• INSTRUCTION
Show every line of the records below that contains the word "green", treating uppercase and lowercase as different.

** start of DATA ENTRIES **

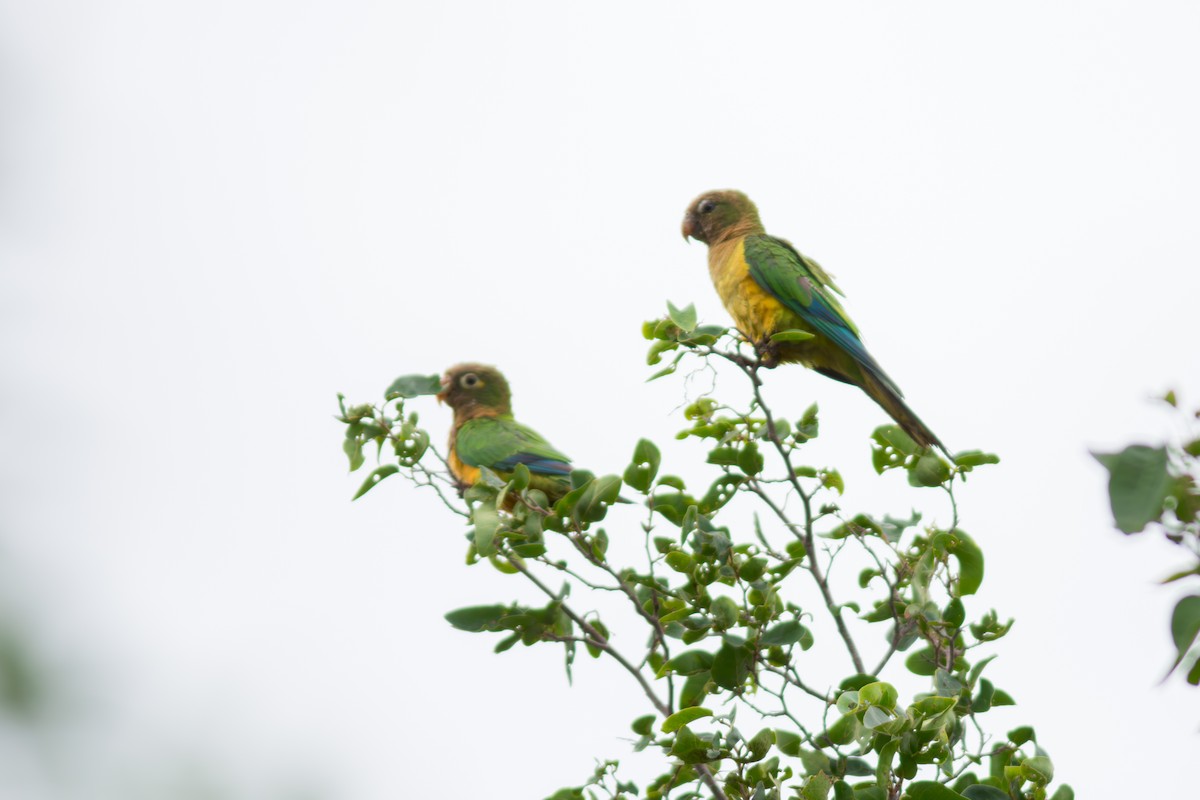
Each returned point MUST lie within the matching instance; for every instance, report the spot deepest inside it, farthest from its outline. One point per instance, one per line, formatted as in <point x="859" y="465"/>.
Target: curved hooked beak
<point x="689" y="227"/>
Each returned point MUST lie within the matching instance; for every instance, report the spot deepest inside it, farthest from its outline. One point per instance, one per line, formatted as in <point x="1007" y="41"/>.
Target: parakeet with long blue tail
<point x="486" y="434"/>
<point x="768" y="287"/>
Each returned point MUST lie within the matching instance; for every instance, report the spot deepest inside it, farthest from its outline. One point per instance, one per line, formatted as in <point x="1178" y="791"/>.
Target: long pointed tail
<point x="899" y="410"/>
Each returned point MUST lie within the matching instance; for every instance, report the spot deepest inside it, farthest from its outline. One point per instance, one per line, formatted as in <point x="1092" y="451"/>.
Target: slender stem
<point x="598" y="638"/>
<point x="815" y="570"/>
<point x="751" y="371"/>
<point x="600" y="642"/>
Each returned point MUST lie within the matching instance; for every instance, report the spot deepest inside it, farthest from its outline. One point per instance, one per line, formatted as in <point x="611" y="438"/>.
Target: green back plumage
<point x="807" y="290"/>
<point x="499" y="443"/>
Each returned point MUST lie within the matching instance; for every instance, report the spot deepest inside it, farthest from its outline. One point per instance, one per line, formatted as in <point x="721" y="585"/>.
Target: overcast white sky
<point x="214" y="216"/>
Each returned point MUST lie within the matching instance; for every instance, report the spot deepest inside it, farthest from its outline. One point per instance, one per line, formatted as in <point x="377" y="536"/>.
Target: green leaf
<point x="844" y="731"/>
<point x="761" y="744"/>
<point x="1194" y="673"/>
<point x="792" y="336"/>
<point x="689" y="747"/>
<point x="679" y="719"/>
<point x="642" y="726"/>
<point x="787" y="743"/>
<point x="731" y="666"/>
<point x="1138" y="485"/>
<point x="816" y="787"/>
<point x="984" y="792"/>
<point x="353" y="449"/>
<point x="875" y="716"/>
<point x="970" y="559"/>
<point x="931" y="791"/>
<point x="375" y="477"/>
<point x="684" y="318"/>
<point x="931" y="470"/>
<point x="1021" y="735"/>
<point x="478" y="618"/>
<point x="487" y="522"/>
<point x="922" y="662"/>
<point x="934" y="705"/>
<point x="784" y="633"/>
<point x="750" y="459"/>
<point x="413" y="386"/>
<point x="645" y="467"/>
<point x="1185" y="625"/>
<point x="569" y="793"/>
<point x="1038" y="769"/>
<point x="969" y="458"/>
<point x="891" y="447"/>
<point x="879" y="693"/>
<point x="688" y="663"/>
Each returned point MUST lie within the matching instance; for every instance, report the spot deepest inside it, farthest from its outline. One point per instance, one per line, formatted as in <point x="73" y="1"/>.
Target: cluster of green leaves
<point x="731" y="605"/>
<point x="1158" y="487"/>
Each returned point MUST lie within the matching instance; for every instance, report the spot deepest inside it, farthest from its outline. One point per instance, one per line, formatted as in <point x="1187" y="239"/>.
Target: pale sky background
<point x="214" y="216"/>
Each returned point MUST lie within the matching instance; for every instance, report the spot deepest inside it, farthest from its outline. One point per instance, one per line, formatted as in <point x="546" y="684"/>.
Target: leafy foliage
<point x="730" y="607"/>
<point x="1158" y="487"/>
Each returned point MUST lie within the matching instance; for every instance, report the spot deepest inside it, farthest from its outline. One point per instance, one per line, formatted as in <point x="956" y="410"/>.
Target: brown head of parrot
<point x="475" y="390"/>
<point x="719" y="215"/>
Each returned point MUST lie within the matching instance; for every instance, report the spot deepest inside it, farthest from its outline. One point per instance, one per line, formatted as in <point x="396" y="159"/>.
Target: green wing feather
<point x="805" y="289"/>
<point x="501" y="444"/>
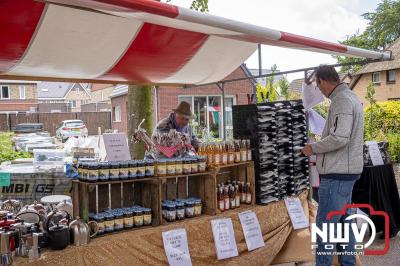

** end of DATA ENTRIES **

• CORRECT OUTPUT
Target: green back plumage
Target: green leaf
Target: cluster of green leaves
Target: green wing feather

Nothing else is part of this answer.